To be done: Nothing but the lines from the one with "Where can you see the steel" to the final line should be returned, each exactly as it appears.
:: Entries provided ::
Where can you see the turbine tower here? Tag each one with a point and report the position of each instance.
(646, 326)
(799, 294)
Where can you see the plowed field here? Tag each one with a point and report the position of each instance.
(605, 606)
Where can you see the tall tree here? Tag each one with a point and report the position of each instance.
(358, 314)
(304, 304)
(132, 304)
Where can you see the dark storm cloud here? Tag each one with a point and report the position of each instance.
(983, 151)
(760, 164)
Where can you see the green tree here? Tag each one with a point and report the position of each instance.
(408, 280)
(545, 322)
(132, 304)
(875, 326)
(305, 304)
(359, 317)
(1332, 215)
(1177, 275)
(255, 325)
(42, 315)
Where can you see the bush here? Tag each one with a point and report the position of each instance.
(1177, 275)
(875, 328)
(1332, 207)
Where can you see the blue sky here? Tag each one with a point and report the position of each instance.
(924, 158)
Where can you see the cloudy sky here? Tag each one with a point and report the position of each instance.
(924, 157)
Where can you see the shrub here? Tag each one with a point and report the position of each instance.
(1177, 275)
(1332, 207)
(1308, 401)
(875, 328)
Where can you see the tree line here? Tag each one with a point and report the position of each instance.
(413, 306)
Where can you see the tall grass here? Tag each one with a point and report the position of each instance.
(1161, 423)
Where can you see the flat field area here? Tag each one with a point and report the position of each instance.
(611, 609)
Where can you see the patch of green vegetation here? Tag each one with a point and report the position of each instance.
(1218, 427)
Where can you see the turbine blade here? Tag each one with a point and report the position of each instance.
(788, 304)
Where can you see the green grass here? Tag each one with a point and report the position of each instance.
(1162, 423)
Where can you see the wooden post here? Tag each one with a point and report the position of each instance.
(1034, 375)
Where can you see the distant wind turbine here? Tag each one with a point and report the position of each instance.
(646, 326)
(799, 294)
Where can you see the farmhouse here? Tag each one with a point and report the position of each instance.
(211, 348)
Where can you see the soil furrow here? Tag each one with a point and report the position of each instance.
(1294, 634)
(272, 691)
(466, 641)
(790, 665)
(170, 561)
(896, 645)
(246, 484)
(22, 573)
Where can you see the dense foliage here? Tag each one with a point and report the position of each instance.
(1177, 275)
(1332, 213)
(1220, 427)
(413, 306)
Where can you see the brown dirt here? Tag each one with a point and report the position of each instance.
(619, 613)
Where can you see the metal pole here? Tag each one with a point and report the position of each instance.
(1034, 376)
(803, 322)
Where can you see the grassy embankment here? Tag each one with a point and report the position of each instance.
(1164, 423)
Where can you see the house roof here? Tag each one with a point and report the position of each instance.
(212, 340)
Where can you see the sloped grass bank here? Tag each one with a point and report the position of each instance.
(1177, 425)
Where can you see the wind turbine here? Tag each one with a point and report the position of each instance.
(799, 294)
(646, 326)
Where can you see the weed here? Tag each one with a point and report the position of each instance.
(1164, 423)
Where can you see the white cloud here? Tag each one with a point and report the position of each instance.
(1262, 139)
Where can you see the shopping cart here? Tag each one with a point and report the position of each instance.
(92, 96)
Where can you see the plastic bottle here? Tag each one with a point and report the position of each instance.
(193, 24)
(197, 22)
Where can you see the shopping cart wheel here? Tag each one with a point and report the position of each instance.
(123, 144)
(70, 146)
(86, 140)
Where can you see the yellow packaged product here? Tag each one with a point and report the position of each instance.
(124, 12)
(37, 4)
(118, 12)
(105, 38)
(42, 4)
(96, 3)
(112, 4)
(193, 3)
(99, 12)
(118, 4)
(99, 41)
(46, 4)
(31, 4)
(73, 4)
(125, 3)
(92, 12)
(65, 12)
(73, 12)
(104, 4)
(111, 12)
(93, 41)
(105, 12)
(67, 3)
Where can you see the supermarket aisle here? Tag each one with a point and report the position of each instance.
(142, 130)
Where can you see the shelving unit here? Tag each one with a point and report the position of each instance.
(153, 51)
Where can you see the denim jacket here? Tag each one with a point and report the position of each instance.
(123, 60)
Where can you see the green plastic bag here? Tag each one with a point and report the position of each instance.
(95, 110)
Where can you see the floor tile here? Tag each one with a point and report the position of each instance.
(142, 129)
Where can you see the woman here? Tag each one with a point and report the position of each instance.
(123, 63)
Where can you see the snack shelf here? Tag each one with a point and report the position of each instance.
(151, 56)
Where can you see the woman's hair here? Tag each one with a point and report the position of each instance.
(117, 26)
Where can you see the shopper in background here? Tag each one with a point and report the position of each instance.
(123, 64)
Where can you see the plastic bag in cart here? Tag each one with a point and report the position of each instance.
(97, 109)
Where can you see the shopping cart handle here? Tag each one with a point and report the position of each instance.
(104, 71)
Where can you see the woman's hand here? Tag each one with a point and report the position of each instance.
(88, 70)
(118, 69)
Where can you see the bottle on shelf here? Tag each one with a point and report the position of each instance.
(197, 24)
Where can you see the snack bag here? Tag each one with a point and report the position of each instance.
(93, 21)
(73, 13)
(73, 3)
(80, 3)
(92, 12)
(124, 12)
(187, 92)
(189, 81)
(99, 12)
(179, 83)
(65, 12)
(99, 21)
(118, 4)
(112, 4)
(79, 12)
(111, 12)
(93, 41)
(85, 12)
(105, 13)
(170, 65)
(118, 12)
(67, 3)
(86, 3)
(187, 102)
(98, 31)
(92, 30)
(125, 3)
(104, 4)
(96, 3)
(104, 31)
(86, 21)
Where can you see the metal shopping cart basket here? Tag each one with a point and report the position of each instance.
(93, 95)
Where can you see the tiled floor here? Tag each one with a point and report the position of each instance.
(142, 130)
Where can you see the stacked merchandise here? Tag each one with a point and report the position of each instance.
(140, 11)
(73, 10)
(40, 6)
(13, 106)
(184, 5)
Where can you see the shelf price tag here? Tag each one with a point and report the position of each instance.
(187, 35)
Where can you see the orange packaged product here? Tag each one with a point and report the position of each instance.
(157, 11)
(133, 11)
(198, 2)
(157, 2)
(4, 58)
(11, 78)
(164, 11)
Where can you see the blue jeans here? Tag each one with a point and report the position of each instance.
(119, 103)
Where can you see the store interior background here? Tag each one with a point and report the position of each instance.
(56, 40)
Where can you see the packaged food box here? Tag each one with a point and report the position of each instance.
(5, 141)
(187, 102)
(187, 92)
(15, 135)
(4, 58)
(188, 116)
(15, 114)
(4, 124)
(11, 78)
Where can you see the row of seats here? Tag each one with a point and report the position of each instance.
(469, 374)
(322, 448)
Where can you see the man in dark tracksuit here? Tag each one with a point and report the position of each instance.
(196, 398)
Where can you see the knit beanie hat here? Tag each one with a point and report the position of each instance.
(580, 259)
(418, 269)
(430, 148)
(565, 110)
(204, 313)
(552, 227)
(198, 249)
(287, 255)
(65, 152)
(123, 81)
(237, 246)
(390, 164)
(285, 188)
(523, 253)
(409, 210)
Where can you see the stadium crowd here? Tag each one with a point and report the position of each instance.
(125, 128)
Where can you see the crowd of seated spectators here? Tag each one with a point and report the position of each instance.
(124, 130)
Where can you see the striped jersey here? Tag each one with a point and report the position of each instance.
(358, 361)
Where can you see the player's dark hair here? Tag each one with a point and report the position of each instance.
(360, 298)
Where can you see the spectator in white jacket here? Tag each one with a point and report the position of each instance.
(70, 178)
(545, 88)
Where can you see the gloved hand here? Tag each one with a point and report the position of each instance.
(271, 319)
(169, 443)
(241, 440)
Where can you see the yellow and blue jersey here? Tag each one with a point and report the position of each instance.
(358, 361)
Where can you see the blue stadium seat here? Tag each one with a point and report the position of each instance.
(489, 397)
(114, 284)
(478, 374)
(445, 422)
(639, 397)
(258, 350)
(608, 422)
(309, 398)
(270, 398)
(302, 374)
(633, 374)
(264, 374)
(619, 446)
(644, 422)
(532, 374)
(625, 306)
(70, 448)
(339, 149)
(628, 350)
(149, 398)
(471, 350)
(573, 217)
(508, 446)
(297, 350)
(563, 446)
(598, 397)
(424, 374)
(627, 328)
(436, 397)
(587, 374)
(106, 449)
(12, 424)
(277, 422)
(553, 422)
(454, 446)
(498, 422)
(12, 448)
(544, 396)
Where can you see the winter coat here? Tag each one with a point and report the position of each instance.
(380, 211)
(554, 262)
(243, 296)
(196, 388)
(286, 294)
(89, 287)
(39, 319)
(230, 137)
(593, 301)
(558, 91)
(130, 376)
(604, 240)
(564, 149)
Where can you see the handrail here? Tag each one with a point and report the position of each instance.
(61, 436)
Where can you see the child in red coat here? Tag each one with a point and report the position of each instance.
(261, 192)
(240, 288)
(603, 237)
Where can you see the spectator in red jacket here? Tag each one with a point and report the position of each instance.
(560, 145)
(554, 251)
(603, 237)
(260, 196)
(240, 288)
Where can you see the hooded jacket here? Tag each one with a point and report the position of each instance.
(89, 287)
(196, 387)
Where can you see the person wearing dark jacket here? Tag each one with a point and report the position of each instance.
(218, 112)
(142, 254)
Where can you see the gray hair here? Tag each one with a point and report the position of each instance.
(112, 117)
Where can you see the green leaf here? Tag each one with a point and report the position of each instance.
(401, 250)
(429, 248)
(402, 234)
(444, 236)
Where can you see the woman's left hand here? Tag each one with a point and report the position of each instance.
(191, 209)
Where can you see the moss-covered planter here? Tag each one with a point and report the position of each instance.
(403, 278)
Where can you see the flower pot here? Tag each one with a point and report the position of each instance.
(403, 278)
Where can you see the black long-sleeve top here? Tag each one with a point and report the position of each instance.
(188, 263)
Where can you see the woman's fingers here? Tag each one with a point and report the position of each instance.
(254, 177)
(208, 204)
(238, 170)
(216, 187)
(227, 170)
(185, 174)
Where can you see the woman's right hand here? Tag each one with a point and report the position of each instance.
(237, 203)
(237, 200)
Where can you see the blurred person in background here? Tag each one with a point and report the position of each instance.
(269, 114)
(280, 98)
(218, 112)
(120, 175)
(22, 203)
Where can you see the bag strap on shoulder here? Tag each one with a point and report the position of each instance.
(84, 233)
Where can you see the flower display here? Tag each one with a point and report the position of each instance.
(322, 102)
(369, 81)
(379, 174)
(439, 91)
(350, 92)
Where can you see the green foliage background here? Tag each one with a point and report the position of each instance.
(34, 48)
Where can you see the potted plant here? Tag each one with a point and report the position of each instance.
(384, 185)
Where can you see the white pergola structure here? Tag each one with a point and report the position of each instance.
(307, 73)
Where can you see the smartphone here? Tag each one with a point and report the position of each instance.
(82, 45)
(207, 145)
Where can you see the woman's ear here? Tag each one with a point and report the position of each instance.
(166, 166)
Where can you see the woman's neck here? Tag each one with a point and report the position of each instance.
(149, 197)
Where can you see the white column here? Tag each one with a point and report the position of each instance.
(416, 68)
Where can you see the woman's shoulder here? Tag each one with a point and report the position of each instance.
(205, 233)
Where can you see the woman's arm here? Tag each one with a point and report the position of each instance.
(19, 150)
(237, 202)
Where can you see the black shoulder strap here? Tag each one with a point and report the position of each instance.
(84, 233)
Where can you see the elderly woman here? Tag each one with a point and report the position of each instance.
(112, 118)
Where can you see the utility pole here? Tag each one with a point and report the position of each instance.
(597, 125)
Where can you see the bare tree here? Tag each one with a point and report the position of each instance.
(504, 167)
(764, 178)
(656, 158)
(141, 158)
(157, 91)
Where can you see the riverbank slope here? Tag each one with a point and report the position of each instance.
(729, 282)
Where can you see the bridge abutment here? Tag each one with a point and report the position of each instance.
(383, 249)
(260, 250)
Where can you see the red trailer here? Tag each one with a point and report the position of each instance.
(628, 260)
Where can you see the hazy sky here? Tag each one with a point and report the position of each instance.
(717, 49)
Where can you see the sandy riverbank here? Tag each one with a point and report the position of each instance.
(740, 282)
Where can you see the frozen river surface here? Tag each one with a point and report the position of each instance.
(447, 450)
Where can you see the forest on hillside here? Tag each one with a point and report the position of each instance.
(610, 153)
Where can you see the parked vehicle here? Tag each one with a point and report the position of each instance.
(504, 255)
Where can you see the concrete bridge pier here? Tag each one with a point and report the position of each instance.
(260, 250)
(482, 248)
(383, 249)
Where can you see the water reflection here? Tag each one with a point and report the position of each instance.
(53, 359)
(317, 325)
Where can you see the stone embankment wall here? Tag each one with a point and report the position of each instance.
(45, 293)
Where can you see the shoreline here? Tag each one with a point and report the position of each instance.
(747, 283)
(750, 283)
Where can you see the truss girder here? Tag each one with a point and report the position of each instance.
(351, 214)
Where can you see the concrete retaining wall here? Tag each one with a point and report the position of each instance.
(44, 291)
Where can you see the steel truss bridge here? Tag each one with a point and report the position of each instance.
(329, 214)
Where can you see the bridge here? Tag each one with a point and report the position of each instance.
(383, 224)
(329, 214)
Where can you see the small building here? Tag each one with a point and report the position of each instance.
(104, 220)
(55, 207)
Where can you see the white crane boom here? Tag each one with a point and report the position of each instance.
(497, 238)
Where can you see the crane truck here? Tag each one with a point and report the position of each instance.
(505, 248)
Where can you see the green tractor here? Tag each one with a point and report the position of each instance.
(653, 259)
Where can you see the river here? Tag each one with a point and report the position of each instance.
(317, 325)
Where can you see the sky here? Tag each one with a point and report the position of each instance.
:::
Finished task:
Where can you see the steel truss bridge here? Tag each one with a point and report the position of each instance.
(329, 214)
Where can you see the bridge here? Tag each one with a point and report the position of each instance.
(383, 224)
(329, 214)
Where can you see the small building here? Tag each one with a point and report the position of each instance.
(104, 220)
(55, 207)
Where can you see the white crane boom here? Tag each one with a point and report the position of each instance.
(497, 238)
Where can you see the crane truck here? Tag each one with a point and report the position of each instance.
(505, 248)
Where can you see the green tractor here? Tag each one with a point and report the position of each instance.
(653, 259)
Where can you see the river here? Tag each one with a point and report the position of each instance.
(317, 325)
Where can you see the sky here? Tag each one with a point and report the position of each instance.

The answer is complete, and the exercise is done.